| PROBLEM |
Print the line containing "of the cumulus" and each line after it through the end, please, with nothing added.

Records from a collection:

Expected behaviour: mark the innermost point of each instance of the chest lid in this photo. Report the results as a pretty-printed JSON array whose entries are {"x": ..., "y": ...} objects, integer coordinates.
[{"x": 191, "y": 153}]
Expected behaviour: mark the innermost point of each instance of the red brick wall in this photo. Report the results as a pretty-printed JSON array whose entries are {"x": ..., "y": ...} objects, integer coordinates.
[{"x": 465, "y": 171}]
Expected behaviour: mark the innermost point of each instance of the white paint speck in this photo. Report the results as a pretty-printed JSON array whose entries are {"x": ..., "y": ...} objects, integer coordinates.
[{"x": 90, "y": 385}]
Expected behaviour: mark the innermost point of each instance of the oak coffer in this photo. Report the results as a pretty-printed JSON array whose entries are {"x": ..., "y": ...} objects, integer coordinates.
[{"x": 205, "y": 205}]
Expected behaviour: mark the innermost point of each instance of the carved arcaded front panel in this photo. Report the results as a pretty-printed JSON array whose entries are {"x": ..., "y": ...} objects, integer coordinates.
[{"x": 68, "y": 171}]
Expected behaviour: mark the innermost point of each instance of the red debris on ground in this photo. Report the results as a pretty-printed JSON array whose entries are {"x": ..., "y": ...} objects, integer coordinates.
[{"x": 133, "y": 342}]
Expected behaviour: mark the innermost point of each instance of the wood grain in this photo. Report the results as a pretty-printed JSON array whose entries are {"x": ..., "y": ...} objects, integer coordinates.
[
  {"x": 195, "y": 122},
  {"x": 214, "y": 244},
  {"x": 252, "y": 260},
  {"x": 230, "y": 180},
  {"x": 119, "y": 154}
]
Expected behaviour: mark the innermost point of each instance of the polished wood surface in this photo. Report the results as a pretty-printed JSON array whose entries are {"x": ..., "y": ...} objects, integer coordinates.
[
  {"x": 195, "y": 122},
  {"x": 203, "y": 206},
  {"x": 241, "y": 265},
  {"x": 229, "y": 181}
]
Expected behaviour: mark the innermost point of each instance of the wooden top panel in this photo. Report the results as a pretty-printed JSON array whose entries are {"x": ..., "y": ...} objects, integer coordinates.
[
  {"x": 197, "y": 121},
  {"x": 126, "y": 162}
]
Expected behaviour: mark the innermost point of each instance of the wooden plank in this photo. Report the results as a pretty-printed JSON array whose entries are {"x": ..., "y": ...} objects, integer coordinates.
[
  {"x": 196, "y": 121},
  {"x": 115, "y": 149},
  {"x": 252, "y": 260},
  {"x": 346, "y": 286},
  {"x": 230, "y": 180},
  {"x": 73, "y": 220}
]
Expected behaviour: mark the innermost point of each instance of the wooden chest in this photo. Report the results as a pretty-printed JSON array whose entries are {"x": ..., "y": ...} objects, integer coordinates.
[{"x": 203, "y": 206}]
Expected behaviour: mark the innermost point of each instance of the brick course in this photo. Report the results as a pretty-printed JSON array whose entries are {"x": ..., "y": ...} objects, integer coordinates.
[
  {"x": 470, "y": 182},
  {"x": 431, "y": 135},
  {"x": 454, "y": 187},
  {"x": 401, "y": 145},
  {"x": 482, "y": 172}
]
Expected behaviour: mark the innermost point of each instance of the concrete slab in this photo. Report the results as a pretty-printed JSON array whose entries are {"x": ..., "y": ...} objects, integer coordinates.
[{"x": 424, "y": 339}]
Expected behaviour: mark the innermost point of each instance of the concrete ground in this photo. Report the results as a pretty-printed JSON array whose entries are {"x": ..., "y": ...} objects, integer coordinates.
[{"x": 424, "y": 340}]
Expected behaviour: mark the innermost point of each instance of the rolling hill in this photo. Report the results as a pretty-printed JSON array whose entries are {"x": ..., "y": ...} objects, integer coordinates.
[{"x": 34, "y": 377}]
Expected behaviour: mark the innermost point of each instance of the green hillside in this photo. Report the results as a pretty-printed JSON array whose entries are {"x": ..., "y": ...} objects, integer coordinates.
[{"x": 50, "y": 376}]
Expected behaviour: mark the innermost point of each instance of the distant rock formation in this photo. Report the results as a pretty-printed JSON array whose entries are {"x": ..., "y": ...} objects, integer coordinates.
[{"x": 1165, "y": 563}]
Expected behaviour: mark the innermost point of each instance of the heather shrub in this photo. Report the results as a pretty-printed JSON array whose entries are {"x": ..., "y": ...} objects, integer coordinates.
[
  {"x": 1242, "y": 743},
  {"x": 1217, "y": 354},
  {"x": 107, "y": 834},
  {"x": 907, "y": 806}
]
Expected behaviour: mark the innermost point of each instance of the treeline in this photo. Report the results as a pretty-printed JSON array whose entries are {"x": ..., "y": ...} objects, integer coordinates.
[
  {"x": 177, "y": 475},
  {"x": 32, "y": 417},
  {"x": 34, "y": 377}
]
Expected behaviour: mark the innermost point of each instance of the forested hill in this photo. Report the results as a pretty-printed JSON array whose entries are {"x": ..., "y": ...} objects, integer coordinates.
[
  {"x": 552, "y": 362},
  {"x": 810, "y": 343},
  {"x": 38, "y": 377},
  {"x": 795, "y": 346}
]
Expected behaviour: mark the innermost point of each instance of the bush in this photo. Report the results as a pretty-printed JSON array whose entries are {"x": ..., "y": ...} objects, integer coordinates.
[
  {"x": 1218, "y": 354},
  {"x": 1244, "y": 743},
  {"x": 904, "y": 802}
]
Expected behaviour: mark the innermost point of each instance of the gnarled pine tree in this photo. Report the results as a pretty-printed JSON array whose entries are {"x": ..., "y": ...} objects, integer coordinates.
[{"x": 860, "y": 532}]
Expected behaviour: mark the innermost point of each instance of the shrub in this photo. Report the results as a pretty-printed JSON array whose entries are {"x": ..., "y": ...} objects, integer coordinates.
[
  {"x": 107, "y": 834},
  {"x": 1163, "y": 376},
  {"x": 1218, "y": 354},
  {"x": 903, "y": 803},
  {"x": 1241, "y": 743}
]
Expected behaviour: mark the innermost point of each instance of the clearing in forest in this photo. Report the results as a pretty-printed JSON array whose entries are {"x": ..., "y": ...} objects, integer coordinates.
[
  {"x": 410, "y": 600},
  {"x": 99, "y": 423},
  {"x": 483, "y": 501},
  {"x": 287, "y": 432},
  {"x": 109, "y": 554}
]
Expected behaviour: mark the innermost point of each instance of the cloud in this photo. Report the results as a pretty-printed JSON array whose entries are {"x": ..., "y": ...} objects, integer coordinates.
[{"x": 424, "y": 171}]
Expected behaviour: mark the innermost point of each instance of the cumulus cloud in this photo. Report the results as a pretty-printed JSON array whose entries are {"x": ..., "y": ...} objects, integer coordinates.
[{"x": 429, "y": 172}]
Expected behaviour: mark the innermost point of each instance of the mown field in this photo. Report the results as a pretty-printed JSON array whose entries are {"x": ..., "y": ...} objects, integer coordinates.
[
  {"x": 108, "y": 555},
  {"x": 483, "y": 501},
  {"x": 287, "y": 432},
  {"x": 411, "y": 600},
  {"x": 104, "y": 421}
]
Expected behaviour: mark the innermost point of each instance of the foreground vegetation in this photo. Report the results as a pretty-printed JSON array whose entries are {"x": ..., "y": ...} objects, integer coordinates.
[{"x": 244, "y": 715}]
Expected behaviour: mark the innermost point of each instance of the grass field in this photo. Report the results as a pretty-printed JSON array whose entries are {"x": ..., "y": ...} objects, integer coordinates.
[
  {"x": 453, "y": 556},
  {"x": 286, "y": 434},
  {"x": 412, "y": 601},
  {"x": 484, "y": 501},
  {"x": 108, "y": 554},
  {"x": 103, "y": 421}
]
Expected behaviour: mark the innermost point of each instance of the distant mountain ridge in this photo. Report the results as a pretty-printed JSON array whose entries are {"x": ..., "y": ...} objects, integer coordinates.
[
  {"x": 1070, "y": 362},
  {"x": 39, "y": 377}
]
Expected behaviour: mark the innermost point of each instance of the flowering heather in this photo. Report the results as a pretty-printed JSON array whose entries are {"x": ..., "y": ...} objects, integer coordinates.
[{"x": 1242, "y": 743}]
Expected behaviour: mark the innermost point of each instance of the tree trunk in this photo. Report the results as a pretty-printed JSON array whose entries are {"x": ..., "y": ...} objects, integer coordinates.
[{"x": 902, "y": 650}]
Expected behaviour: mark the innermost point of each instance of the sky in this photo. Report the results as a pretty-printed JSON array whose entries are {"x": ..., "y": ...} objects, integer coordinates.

| TASK ANSWER |
Expected behaviour: mark the innermost point of each instance of the cumulus cloud in this photo. Report the results as a pretty-printed JSON array whose entries are {"x": ..., "y": ...} objects, integer coordinates.
[{"x": 429, "y": 172}]
Expected behaviour: mark the innermost point of each instance of the mown field in this photo. Report the results as a pretty-printed JSON array whose entries are {"x": ..., "y": ...} objects, integer coordinates.
[
  {"x": 108, "y": 555},
  {"x": 483, "y": 501},
  {"x": 287, "y": 432},
  {"x": 411, "y": 600},
  {"x": 104, "y": 421}
]
Expected behaviour: mark the innermost point of each instance of the foreground vegetation in this photo. Report the results as a pretty-printed JSON array whose entries are {"x": ..., "y": ...} objects, integer coordinates.
[{"x": 244, "y": 715}]
Expected behaviour: mark the innermost point of each instance of the grass field in this photo. Report the results as a pretty-printed JSON array whose entries are {"x": ..., "y": ...} objects, integer coordinates.
[
  {"x": 453, "y": 556},
  {"x": 286, "y": 434},
  {"x": 412, "y": 601},
  {"x": 484, "y": 501},
  {"x": 108, "y": 554},
  {"x": 103, "y": 421}
]
Expected behaviour: mark the innermost point of each instance of the distant mountain ridge in this photo. Report the results as a pretty-printed JSON array whose entries are {"x": ..., "y": ...} objects, integer coordinates.
[
  {"x": 1070, "y": 362},
  {"x": 39, "y": 377}
]
Expected behaviour: mark the innermost point of each instance of the flowering heather in this photo. Report the results as a pretty-printed JSON array whose entries are {"x": ..., "y": ...} objects, integer coordinates.
[{"x": 1242, "y": 743}]
Expected behaviour: mark the innermost point of each instance of the tree trunk in this photo. Report the results as a pretty-printed JSON array whose entries are {"x": ..., "y": ...} objects, integer coordinates.
[{"x": 902, "y": 650}]
Expected behaviour: mark the innermost point of each instance of the sky in this photo. Report the results as a pretty-printed JSON array whose entries are {"x": ..., "y": ...} objects, integer coordinates.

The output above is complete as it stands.